Exercise goal = According to the report on COVID-19 survival loans, how many beneficiaries accessed the Targeted Credit Facility?
== Source extract
The House of Representatives has called on the Federal Government to grant a total waiver on outstanding COVID-19 survival loans owed by vulnerable households and micro-businesses across the country.
The lawmakers also urged the Federal Government, through the Central Bank of Nigeria, NIRSAL Microfinance Bank and the Federal Ministry of Finance, to immediately suspend all deductions on COVID-19 intervention loans currently being recovered from beneficiaries.
The resolutions followed the adoption of a motion of urgent public importance moved on Wednesday by Saidu Abdullahi, who represents the Bida/Gbako/Katcha Federal Constituency of Niger State.
Abdullahi recalled that during the COVID-19 pandemic, the Federal Government, through the CBN and NIRSAL Microfinance Bank, introduced the Targeted Credit Facility to cushion the economic impact of the lockdown on households and businesses. He said the intervention disbursed ₦419.42bn to households, micro, small and medium enterprises nationwide.
According to him, a total of 792,936 beneficiaries accessed the facility, comprising 674,972 households and 117,964 small businesses. He added that women accounted for 45 per cent of beneficiaries, with about 330,128 women receiving ₦159.21bn.
“The TCF was credited with creating or sustaining about 1,585,872 jobs, underscoring its significant impact on livelihoods and enterprise stability during and after the pandemic,” Abdullahi said.
However, he expressed concern that as of September 2023, about ₦261.07bn, representing 62 per cent of the loans, remained unpaid, while ₦378.03bn was classified as outstanding, reflecting the widespread inability of vulnerable households and micro-enterprises to repay.
He further noted that recent CBN surveys indicated rising default rates across household and enterprise lending in the fourth quarter of 2024 and the second quarter of 2025. According to him, the situation was driven by inflation above 24 per cent, severe food insecurity, declining purchasing power, business closures and shrinking household incomes.
====
== Study material
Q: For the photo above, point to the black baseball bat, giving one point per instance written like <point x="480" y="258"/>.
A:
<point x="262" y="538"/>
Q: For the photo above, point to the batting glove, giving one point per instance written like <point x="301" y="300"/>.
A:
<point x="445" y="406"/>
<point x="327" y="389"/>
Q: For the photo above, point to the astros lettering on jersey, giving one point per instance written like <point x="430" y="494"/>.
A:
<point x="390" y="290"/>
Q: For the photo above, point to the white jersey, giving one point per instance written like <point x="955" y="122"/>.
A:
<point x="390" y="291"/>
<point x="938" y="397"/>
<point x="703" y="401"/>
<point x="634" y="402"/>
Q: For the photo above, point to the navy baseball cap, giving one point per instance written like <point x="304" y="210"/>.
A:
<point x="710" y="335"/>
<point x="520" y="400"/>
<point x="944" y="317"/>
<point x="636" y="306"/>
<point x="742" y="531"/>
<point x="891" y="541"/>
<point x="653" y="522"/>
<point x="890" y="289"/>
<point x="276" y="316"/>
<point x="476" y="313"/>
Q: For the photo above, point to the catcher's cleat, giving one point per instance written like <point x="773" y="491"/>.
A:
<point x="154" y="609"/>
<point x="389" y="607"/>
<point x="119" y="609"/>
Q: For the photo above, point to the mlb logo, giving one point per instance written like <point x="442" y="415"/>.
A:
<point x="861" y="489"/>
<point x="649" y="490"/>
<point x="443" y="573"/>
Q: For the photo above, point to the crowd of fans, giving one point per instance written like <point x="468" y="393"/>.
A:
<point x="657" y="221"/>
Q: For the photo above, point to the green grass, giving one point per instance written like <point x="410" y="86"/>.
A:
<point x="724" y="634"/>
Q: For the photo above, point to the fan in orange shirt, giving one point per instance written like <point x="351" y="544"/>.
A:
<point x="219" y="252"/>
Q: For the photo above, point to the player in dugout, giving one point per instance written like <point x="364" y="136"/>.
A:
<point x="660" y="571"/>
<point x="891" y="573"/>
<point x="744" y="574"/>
====
Exercise solution = A total of 792,936 beneficiaries accessed the facility, comprising 674,972 households and 117,964 small businesses.